# Problem requirements
Present every line of the material below as a numbered list, skipping blank lines. Leave the pictures out of your answer.
— START OF Provided records —
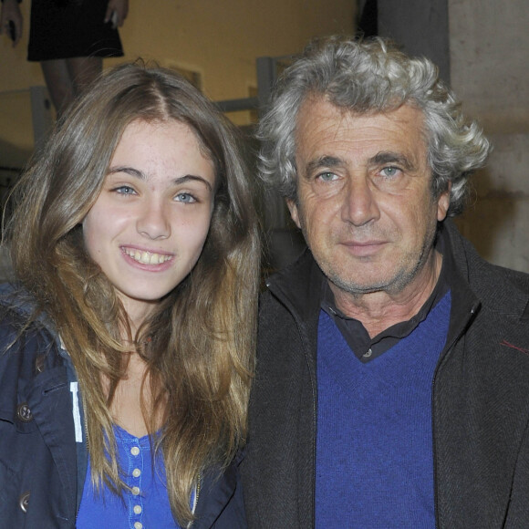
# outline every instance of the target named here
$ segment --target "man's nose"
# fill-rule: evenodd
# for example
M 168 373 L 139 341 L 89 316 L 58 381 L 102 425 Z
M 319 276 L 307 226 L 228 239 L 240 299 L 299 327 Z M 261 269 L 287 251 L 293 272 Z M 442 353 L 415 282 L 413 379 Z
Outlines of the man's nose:
M 377 203 L 377 192 L 367 177 L 351 177 L 344 193 L 342 219 L 345 222 L 362 226 L 379 219 L 380 211 Z

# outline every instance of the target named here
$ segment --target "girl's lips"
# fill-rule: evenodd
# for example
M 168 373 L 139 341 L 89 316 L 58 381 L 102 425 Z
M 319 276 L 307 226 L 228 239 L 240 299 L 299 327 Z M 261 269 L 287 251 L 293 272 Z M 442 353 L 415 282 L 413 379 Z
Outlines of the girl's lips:
M 174 255 L 170 254 L 159 254 L 156 252 L 147 252 L 138 248 L 122 246 L 121 251 L 131 259 L 141 264 L 163 264 L 173 259 Z

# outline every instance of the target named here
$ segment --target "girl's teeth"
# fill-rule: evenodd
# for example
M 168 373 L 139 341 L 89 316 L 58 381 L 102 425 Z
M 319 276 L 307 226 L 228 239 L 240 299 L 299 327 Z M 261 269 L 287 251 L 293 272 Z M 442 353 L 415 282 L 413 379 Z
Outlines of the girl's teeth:
M 170 255 L 140 252 L 140 250 L 125 250 L 125 253 L 142 264 L 161 264 L 171 259 Z

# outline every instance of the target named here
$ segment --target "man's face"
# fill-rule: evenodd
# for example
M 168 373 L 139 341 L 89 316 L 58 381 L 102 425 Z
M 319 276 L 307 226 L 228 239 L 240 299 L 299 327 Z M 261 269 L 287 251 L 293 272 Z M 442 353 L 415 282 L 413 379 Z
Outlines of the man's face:
M 290 213 L 335 295 L 394 295 L 428 273 L 449 192 L 432 196 L 420 110 L 360 115 L 308 99 L 296 142 Z

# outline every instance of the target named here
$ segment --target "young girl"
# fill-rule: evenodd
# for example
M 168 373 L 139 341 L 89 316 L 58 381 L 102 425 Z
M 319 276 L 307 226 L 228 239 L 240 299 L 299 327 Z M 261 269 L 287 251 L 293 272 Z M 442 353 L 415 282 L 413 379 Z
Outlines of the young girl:
M 17 187 L 0 325 L 0 519 L 245 526 L 259 245 L 232 128 L 125 65 Z

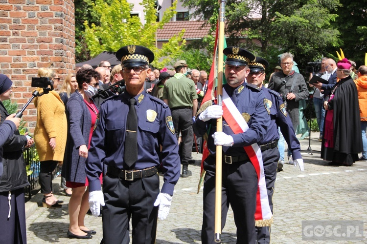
— END OF Provided records —
# Correct output
1. # outline every instance of the target named here
2. $ segment --target "man's nose"
3. # fill-rule: evenodd
4. # for example
5. M 168 373 L 139 341 L 89 316 L 58 381 L 102 425 Z
6. M 319 276 L 307 226 L 228 239 L 240 299 L 299 327 Z M 261 269 L 287 251 L 293 272 Z M 442 353 L 415 282 L 413 379 Z
7. Outlines of the man's nose:
8. M 377 203 L 377 192 L 367 177 L 351 177 L 344 193 L 342 219 L 345 222 L 362 226 L 379 219 L 380 211 Z
9. # outline every instance of the target named here
10. $ segment --target "girl's lips"
11. # fill-rule: evenodd
12. # for example
13. M 168 373 L 139 341 L 89 316 L 58 381 L 102 425 Z
14. M 319 276 L 307 226 L 228 239 L 240 299 L 299 327 Z M 261 269 L 287 251 L 293 272 Z M 442 353 L 415 282 L 413 379 Z
15. Outlines of the girl's lips:
16. M 174 255 L 170 254 L 159 254 L 156 252 L 147 252 L 138 248 L 122 246 L 121 251 L 131 259 L 141 264 L 163 264 L 173 259 Z
17. # outline every instance of the target named here
18. $ segment --target "girl's teeth"
19. # fill-rule: evenodd
20. # for example
21. M 168 373 L 139 341 L 89 316 L 58 381 L 102 425 Z
22. M 319 276 L 307 226 L 228 239 L 240 299 L 299 327 Z M 261 269 L 287 251 L 293 272 Z M 442 353 L 415 282 L 413 379 Z
23. Outlines of the girl's teeth:
24. M 170 255 L 140 252 L 140 250 L 125 250 L 125 253 L 142 264 L 161 264 L 171 259 Z
25. # outline every instance of the target named here
26. $ segment --target "man's face"
27. # fill-rule: evenodd
28. # for example
29. M 168 373 L 139 341 L 89 316 L 58 381 L 102 425 Z
30. M 319 276 L 307 226 L 228 239 L 240 299 L 299 327 Z M 261 269 L 287 251 L 293 272 Z M 442 353 L 415 282 L 413 379 Z
31. Outlines of the man's face:
32. M 290 213 L 335 295 L 394 295 L 428 273 L 449 192 L 432 196 L 420 110 L 360 115 L 308 99 L 296 142 Z
33. # outline every instance of the target named here
34. $ segment --target "young girl"
35. # fill-rule: evenodd
36. # for example
37. M 168 373 L 139 341 L 89 316 L 58 381 L 102 425 Z
38. M 319 276 L 307 226 L 228 239 L 240 299 L 299 327 Z M 261 269 L 287 251 L 293 272 Z M 442 353 L 415 282 L 413 379 Z
39. Outlines of the young girl:
40. M 17 187 L 0 325 L 0 519 L 245 526 L 259 245 L 232 128 L 125 65 Z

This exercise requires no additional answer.